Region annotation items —
+===+

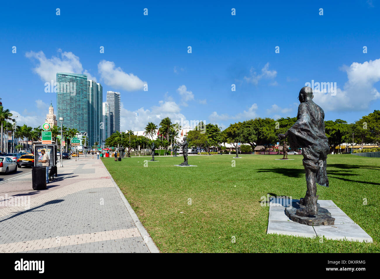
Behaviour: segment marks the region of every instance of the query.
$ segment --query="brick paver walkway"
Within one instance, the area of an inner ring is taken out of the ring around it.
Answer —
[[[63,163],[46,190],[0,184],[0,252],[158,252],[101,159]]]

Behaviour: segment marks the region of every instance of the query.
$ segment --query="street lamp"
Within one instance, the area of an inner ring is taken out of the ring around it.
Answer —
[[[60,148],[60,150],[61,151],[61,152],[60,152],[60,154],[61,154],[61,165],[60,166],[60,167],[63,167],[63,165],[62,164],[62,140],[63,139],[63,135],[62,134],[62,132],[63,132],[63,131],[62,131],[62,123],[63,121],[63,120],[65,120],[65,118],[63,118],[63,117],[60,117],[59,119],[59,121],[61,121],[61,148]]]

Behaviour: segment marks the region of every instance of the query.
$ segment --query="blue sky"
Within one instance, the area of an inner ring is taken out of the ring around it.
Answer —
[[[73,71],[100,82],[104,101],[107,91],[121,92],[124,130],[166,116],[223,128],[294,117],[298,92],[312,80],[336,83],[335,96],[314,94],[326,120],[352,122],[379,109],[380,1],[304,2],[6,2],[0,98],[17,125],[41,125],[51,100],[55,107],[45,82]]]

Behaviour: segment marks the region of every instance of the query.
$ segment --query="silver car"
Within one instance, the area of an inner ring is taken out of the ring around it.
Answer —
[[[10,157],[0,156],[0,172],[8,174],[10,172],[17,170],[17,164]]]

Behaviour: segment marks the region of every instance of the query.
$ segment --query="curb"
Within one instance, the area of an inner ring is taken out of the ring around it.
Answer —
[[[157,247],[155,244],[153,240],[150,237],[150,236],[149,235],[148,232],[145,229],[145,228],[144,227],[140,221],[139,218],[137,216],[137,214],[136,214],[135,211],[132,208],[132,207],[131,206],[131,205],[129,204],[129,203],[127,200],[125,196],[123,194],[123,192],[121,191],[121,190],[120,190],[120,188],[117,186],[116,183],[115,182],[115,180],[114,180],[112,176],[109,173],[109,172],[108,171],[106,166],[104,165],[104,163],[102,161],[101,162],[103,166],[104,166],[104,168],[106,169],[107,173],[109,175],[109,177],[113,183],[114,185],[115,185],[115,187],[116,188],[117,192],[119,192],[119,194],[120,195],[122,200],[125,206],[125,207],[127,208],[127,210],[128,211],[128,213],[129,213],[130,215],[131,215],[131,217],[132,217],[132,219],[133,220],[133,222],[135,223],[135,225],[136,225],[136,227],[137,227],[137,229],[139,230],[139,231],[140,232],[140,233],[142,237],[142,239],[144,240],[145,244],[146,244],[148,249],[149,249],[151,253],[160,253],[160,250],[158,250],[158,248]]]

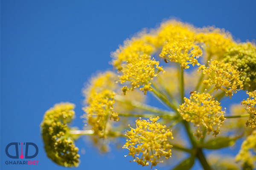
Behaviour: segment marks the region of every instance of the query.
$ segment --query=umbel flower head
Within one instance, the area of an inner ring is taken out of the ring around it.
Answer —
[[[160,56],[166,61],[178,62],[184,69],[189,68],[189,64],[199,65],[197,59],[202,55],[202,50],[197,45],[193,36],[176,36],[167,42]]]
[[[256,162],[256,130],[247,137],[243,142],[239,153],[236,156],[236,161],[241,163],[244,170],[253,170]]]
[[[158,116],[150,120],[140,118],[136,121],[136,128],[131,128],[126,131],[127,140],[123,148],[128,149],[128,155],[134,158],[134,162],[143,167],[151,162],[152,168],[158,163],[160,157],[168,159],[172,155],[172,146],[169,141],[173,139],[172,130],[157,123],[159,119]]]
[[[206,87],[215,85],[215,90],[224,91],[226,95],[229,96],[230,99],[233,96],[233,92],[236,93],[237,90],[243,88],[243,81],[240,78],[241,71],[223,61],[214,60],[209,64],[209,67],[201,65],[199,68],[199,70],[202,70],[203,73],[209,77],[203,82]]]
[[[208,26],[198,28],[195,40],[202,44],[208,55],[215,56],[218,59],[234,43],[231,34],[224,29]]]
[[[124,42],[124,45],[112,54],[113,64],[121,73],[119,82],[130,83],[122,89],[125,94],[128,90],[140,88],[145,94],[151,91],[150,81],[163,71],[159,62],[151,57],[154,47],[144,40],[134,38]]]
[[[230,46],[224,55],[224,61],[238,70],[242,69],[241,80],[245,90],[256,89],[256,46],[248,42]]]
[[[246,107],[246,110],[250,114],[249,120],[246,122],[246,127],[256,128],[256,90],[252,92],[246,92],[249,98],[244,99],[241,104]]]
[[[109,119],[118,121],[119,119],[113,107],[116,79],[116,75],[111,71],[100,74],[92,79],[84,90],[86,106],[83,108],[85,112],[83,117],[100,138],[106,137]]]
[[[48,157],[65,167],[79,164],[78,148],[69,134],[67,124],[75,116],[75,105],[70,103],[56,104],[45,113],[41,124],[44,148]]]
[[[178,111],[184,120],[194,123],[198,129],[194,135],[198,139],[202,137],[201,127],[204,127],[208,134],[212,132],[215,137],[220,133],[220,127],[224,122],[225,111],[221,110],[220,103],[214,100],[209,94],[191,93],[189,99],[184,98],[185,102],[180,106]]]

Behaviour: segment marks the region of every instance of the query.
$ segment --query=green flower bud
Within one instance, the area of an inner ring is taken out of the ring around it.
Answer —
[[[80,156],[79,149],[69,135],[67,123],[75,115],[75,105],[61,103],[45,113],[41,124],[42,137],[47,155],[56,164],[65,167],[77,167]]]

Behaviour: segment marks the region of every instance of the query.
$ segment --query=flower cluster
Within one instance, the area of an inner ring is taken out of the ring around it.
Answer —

+===+

Reproduce every row above word for word, leaving out the pictures.

Task answer —
Behaviour: segment marks the region of every instance of the query.
$ segment --query="brick paver walkway"
Within one instance, the area of an inner ring is taken out of the ring around it.
Answer —
[[[63,163],[46,190],[0,184],[0,252],[158,252],[101,159]]]

Behaviour: segment marks the region of every instance of the query.
$ segment --query="street lamp"
Within one instance, the area of an inner ring is taken out of the ring around it.
Answer —
[[[60,148],[60,150],[61,151],[61,152],[60,152],[60,154],[61,154],[61,165],[60,166],[60,167],[63,167],[63,165],[62,164],[62,140],[63,139],[63,135],[62,134],[62,132],[63,132],[63,131],[62,131],[62,123],[63,121],[63,120],[65,120],[65,118],[63,118],[63,117],[60,117],[59,119],[59,121],[61,121],[61,148]]]

Behaviour: segment marks the region of every instance of the query.
$ segment --query="blue sky"
Within one instance, the area of an inner ring is taken out of the ring around it.
Answer —
[[[73,71],[100,82],[104,101],[107,91],[121,92],[124,130],[166,116],[223,128],[294,117],[298,92],[312,80],[336,83],[335,96],[314,94],[326,120],[352,122],[379,109],[380,1],[304,2],[6,2],[0,98],[17,125],[41,125],[51,100],[55,107],[45,82]]]

Behaviour: segment marks the region of every instance of the query.
$ segment --query="silver car"
Within one instance, the area of an inner ring is taken out of the ring around it.
Answer —
[[[10,157],[0,156],[0,172],[8,174],[10,172],[17,170],[17,164]]]

Behaviour: segment marks the region of every instance of the query.
$ segment --query="curb"
Within one instance, the area of an inner ring is taken out of the ring around it.
Answer —
[[[157,247],[155,244],[153,240],[150,237],[150,236],[149,235],[148,232],[145,229],[145,228],[144,227],[140,221],[139,218],[137,216],[137,214],[136,214],[135,211],[132,208],[132,207],[131,206],[131,205],[129,204],[129,203],[127,200],[125,196],[123,194],[123,192],[121,191],[121,190],[120,190],[120,188],[117,186],[116,183],[115,182],[115,180],[114,180],[112,176],[109,173],[109,172],[108,171],[106,166],[104,165],[104,163],[102,161],[101,162],[103,166],[104,166],[104,168],[106,169],[107,173],[109,175],[109,177],[113,183],[114,185],[115,185],[115,187],[116,188],[117,192],[119,192],[119,194],[120,195],[122,200],[125,206],[125,207],[127,208],[127,210],[128,211],[128,213],[129,213],[130,215],[131,215],[131,217],[132,217],[132,219],[133,220],[133,222],[135,223],[135,225],[136,225],[136,227],[137,227],[137,229],[139,230],[139,231],[140,232],[140,233],[142,237],[142,239],[144,240],[145,244],[146,244],[148,249],[149,249],[151,253],[160,253],[160,250],[158,250],[158,248]]]

Behaviour: segment marks the region of every instance of the query.
$ segment --query=umbel flower head
Within one instance, the area of an inner ring is taken out of the ring around it.
Answer —
[[[160,56],[166,61],[178,62],[184,69],[189,68],[189,64],[199,65],[197,59],[202,55],[202,50],[197,45],[193,36],[176,36],[167,42]]]
[[[256,162],[256,130],[247,137],[243,142],[239,153],[236,156],[236,161],[241,163],[244,170],[253,170]]]
[[[158,116],[150,120],[140,118],[136,121],[136,128],[131,128],[126,131],[127,140],[123,148],[128,149],[128,155],[134,158],[134,162],[143,167],[151,162],[152,168],[158,163],[160,157],[168,159],[172,155],[172,146],[169,141],[173,139],[172,130],[157,123],[159,119]]]
[[[206,87],[215,85],[215,90],[224,91],[226,95],[229,96],[230,99],[233,96],[233,92],[236,93],[237,90],[243,88],[243,81],[240,78],[241,71],[223,61],[214,60],[209,64],[209,67],[201,65],[199,68],[199,70],[202,70],[203,73],[209,77],[203,82]]]
[[[208,26],[198,28],[195,40],[202,44],[208,55],[215,56],[218,59],[234,43],[231,34],[224,29]]]
[[[124,42],[124,45],[112,54],[113,64],[121,73],[119,82],[130,83],[122,89],[125,94],[128,90],[140,88],[145,94],[151,91],[150,81],[163,71],[159,62],[151,57],[154,47],[144,40],[134,38]]]
[[[230,46],[224,55],[224,61],[238,70],[242,69],[241,80],[245,90],[256,89],[256,46],[248,42]]]
[[[246,107],[246,110],[250,114],[249,120],[246,122],[246,127],[256,128],[256,90],[252,92],[246,92],[249,98],[244,99],[241,104]]]
[[[109,119],[118,121],[119,119],[113,107],[116,79],[116,75],[111,71],[100,74],[92,79],[84,90],[86,106],[83,108],[85,112],[83,117],[100,138],[106,137]]]
[[[48,157],[65,167],[79,164],[78,148],[69,134],[67,124],[75,116],[75,105],[70,103],[56,104],[45,113],[41,124],[44,148]]]
[[[178,111],[184,120],[194,123],[198,129],[194,135],[198,139],[202,137],[201,127],[204,127],[208,134],[212,132],[215,137],[220,133],[220,127],[224,122],[225,111],[221,110],[220,103],[214,100],[209,94],[191,93],[189,99],[184,98],[185,102],[180,106]]]

Behaviour: segment marks the region of every instance of the query.
$ segment --query=green flower bud
Within one instance, the area of an inner ring is taken out of the ring around it.
Answer —
[[[80,156],[79,149],[69,135],[67,123],[75,115],[75,105],[61,103],[45,113],[41,124],[42,137],[47,155],[56,164],[65,167],[77,167]]]

Behaviour: segment marks the region of every instance of the query.
$ segment --query=flower cluster
Within one instance, the area of an inner ring is taken out of the ring around it.
Answer —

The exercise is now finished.